(RECORD EXCERPTS)
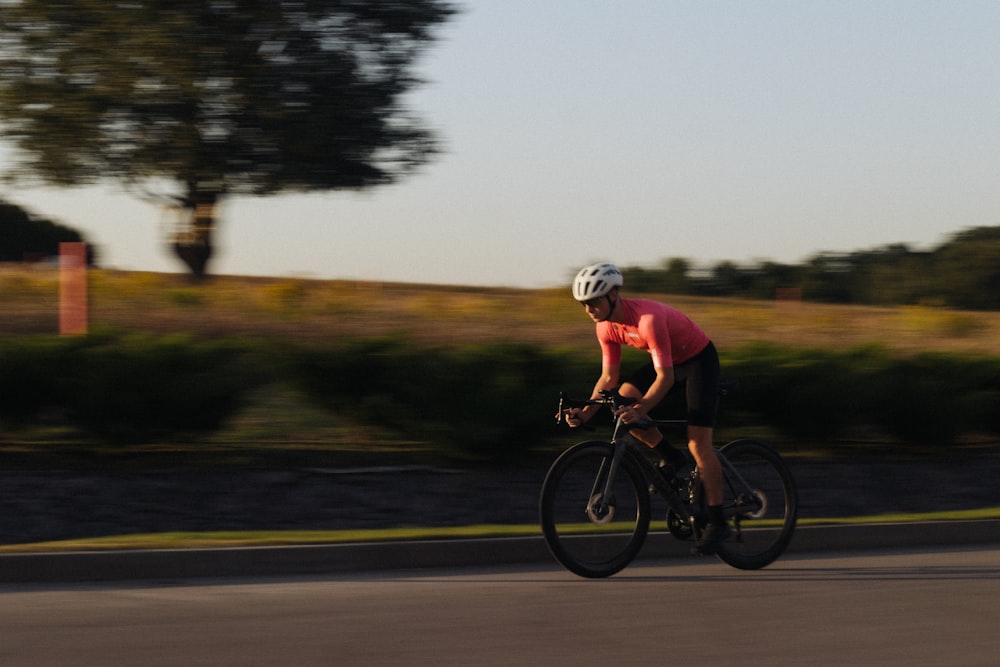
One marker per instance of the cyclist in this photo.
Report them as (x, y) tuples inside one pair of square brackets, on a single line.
[(680, 353)]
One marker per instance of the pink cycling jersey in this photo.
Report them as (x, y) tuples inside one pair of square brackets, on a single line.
[(669, 336)]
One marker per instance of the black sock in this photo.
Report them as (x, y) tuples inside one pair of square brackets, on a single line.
[(715, 515)]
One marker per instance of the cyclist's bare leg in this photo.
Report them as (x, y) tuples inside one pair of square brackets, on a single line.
[(700, 446)]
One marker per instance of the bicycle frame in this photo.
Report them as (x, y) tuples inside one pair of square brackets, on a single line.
[(747, 501), (612, 481)]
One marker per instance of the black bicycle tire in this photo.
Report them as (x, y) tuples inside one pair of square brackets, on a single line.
[(547, 499), (733, 557)]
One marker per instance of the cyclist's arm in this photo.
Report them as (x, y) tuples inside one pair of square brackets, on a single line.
[(656, 393)]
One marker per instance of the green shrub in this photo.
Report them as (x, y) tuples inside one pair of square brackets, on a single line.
[(490, 402), (124, 388)]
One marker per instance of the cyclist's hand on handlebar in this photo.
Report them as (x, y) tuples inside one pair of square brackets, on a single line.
[(573, 417), (629, 414)]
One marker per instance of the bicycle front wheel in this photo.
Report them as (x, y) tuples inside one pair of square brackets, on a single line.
[(592, 525), (760, 502)]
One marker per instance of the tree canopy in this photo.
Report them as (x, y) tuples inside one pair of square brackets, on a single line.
[(211, 98), (24, 237)]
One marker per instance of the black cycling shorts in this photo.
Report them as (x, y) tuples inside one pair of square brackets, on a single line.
[(700, 378)]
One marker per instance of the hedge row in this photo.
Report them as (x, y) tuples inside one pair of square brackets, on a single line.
[(486, 401)]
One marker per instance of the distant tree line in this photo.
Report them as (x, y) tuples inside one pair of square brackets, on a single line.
[(963, 272), (27, 238)]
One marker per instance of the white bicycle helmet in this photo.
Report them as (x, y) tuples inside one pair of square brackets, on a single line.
[(596, 280)]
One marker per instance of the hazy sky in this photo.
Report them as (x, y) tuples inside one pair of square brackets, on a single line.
[(586, 130)]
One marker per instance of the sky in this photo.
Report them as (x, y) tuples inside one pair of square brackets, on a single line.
[(577, 131)]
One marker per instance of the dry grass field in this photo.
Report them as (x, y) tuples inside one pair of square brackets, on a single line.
[(314, 311)]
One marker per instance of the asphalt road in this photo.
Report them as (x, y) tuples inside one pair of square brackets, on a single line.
[(929, 606)]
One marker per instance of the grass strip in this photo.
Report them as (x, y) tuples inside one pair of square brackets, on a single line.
[(221, 539)]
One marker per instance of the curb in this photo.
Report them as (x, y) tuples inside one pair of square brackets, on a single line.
[(94, 566)]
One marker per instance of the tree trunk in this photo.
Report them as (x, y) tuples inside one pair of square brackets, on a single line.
[(192, 243)]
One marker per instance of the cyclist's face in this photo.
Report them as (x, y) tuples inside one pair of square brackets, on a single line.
[(599, 308)]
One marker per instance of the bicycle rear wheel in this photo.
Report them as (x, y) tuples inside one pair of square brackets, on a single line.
[(760, 502), (591, 532)]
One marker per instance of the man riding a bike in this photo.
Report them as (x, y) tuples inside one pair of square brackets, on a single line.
[(680, 353)]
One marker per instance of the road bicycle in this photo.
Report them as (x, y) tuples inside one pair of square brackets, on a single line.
[(596, 499)]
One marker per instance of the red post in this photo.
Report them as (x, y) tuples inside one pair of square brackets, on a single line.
[(72, 288)]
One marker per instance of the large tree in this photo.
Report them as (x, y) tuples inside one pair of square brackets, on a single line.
[(195, 100)]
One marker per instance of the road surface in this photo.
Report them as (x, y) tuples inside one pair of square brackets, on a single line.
[(914, 607)]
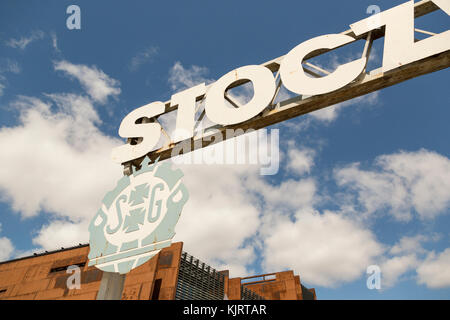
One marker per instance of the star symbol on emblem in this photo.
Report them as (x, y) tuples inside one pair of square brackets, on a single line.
[(138, 195), (134, 219)]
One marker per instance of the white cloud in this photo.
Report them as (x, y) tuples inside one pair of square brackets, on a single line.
[(404, 182), (330, 114), (23, 42), (394, 268), (62, 234), (434, 272), (96, 83), (57, 161), (142, 57), (6, 247), (325, 249), (10, 65), (300, 161), (54, 41), (7, 65)]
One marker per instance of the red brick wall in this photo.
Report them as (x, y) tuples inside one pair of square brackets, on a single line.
[(31, 278)]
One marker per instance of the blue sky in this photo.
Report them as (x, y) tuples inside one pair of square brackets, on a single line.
[(365, 182)]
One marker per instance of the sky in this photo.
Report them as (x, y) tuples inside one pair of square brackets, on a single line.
[(365, 182)]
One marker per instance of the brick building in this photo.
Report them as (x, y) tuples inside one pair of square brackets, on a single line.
[(171, 274)]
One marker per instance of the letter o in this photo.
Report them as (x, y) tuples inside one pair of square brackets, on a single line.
[(263, 86)]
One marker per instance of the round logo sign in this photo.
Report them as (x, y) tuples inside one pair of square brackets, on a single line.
[(137, 219)]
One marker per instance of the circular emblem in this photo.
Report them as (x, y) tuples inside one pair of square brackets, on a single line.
[(137, 219)]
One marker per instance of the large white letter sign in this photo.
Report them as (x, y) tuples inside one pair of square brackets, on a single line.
[(399, 46), (186, 101), (295, 79), (263, 91), (149, 132)]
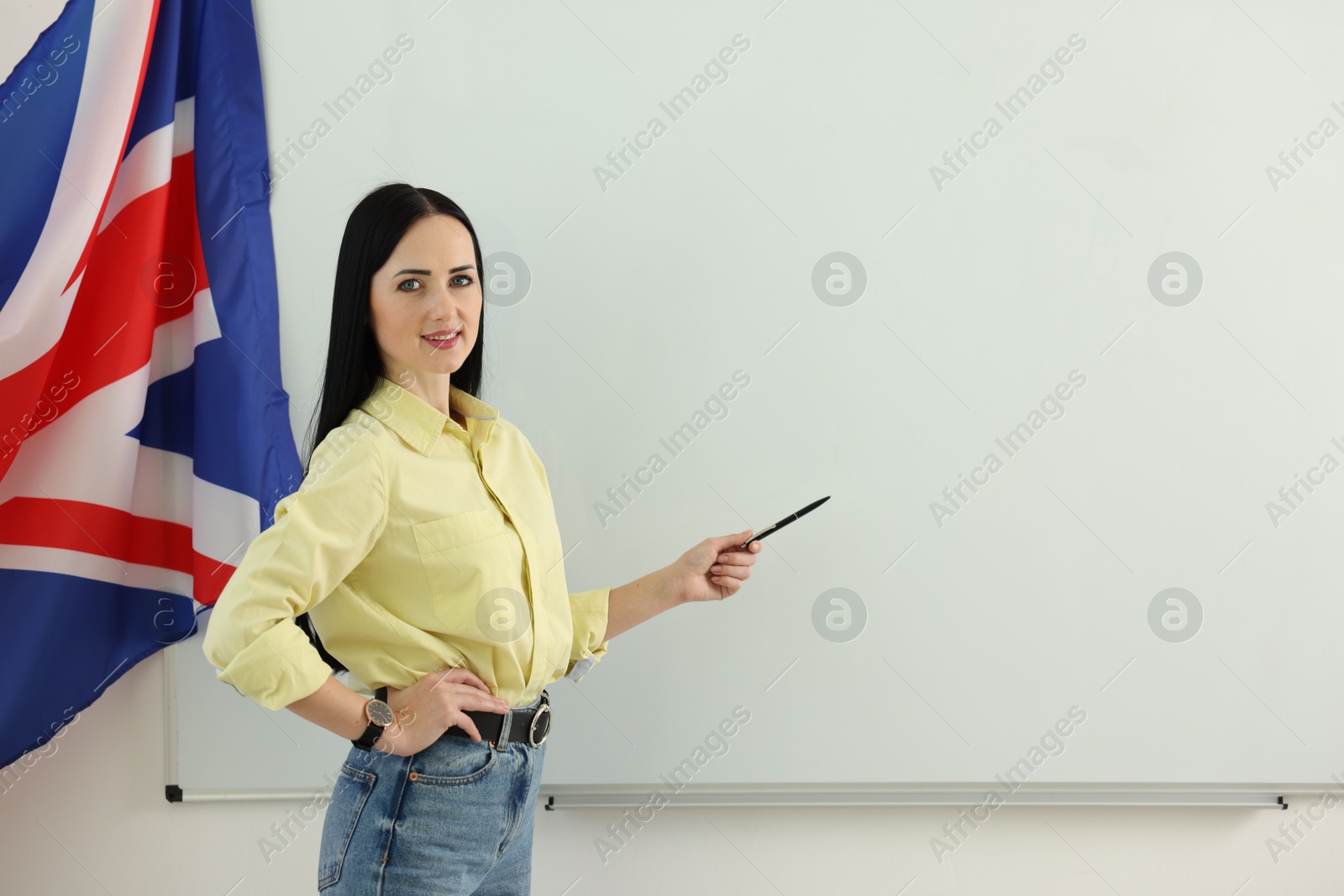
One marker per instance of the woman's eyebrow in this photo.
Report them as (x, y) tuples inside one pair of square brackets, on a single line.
[(425, 273)]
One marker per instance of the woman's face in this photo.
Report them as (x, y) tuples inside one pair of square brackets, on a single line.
[(429, 286)]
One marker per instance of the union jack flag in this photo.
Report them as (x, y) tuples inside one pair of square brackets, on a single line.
[(144, 432)]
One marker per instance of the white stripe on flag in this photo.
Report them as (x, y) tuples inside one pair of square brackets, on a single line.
[(148, 165), (34, 317)]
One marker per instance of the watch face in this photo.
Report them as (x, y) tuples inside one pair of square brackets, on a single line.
[(380, 714)]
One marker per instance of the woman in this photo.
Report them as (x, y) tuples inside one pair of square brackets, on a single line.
[(423, 543)]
(End RECORD EXCERPTS)
EXERCISE GOAL:
Using the data above, say how many lines include the word "emblem". Write only that number.

WRITTEN SOLUTION:
2